Problem details =>
Scan the material and copy every line in which "strawberry" appears.

Task data =>
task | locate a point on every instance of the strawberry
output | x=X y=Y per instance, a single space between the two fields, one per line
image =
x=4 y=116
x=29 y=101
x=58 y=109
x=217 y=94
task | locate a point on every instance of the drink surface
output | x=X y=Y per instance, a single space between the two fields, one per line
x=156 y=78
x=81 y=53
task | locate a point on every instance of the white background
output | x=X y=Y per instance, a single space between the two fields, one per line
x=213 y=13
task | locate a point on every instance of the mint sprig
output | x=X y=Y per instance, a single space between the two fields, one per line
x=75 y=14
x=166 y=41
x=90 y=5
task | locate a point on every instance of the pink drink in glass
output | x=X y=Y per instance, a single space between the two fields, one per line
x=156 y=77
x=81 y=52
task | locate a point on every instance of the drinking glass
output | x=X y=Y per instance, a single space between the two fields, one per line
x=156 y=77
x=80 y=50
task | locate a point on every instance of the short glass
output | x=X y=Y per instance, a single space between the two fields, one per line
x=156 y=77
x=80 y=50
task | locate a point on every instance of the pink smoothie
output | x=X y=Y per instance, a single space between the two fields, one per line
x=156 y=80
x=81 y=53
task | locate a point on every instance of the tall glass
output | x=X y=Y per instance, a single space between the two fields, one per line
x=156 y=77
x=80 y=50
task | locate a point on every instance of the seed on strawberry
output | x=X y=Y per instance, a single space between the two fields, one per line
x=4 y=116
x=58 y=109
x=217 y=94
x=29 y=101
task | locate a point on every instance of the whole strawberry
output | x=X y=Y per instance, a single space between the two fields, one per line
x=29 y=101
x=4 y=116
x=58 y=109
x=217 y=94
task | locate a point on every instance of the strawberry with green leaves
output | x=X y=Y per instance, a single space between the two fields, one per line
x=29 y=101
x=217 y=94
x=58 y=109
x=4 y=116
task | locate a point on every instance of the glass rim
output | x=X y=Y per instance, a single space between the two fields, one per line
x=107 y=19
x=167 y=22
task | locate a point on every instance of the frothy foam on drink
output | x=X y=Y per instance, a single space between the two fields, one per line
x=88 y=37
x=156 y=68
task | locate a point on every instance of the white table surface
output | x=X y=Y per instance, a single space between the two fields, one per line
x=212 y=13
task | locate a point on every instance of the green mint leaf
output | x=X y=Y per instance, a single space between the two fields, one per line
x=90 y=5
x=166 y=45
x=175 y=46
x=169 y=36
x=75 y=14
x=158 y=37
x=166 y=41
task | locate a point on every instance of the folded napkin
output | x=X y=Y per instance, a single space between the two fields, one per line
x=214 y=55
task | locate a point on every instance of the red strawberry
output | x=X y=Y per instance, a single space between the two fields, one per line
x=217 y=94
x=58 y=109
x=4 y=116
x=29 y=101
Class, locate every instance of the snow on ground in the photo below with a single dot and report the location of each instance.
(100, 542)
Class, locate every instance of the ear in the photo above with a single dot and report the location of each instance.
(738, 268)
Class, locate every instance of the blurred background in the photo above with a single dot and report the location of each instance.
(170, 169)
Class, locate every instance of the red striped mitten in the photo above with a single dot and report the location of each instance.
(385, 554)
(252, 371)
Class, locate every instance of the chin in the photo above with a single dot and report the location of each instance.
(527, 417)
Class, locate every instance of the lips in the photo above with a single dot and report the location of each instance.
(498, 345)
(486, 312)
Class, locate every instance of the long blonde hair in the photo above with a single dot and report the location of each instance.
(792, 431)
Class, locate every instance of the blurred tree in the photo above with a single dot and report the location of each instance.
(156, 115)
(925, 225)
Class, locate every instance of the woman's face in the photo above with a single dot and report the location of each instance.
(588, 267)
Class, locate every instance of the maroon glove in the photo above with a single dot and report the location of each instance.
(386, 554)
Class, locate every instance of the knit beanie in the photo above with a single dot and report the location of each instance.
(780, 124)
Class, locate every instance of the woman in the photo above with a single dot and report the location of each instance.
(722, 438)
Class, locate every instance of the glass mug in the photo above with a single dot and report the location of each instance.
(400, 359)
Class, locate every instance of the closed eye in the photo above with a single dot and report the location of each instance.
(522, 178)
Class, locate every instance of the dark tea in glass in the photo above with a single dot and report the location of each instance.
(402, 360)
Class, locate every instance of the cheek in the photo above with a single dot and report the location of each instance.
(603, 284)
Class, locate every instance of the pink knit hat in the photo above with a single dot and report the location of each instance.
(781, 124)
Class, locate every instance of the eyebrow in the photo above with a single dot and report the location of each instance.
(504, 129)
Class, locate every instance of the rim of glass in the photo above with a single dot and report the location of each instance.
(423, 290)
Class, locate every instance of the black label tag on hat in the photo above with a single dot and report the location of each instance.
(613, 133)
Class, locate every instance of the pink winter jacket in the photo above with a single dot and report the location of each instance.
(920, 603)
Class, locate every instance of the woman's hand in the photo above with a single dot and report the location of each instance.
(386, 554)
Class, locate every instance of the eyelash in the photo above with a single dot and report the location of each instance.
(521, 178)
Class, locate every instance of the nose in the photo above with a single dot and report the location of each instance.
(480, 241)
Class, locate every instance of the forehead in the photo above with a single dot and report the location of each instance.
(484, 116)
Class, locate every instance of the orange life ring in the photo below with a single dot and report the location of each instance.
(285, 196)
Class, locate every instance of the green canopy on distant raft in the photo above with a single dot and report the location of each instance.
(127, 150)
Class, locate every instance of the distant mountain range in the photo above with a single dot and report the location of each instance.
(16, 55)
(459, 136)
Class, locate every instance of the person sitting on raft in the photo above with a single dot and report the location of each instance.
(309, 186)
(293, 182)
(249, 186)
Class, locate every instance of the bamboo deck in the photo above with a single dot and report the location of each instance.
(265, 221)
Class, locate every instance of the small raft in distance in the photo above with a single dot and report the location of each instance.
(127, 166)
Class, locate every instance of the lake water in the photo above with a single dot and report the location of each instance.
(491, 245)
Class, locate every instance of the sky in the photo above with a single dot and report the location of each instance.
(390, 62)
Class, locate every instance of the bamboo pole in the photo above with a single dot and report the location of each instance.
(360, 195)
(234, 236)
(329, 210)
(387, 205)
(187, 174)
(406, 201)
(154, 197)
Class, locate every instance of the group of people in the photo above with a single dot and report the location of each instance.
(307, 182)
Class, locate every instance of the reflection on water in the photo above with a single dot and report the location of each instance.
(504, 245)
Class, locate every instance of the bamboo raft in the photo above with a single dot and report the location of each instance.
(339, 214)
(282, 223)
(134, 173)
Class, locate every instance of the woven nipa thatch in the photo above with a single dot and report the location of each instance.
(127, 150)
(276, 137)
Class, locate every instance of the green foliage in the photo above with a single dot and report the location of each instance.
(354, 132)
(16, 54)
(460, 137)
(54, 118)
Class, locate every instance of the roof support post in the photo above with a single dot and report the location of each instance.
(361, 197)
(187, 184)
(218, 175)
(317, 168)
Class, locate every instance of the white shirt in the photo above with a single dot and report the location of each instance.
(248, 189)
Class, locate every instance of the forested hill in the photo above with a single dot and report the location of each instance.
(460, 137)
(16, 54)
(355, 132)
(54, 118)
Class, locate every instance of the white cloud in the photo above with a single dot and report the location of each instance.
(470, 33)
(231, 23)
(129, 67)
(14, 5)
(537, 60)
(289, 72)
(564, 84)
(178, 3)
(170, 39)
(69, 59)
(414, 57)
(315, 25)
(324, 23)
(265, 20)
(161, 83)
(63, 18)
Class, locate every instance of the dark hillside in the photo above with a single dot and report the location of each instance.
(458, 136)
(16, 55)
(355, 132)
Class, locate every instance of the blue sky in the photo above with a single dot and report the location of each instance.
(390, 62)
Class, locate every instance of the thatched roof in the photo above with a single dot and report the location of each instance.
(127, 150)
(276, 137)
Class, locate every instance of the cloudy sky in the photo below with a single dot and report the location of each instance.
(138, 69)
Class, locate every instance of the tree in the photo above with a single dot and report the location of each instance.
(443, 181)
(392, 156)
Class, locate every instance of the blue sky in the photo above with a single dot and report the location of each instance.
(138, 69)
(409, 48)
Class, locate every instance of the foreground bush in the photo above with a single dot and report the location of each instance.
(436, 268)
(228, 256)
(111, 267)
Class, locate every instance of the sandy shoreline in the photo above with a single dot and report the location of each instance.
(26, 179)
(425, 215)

Solution =>
task | locate a point on every instance of the strawberry
task | locate a point on every instance of the seed on strawberry
task | locate a point on every instance of the whole strawberry
task | locate a point on every instance of the strawberry with green leaves
task | locate a point on every instance of the red strawberry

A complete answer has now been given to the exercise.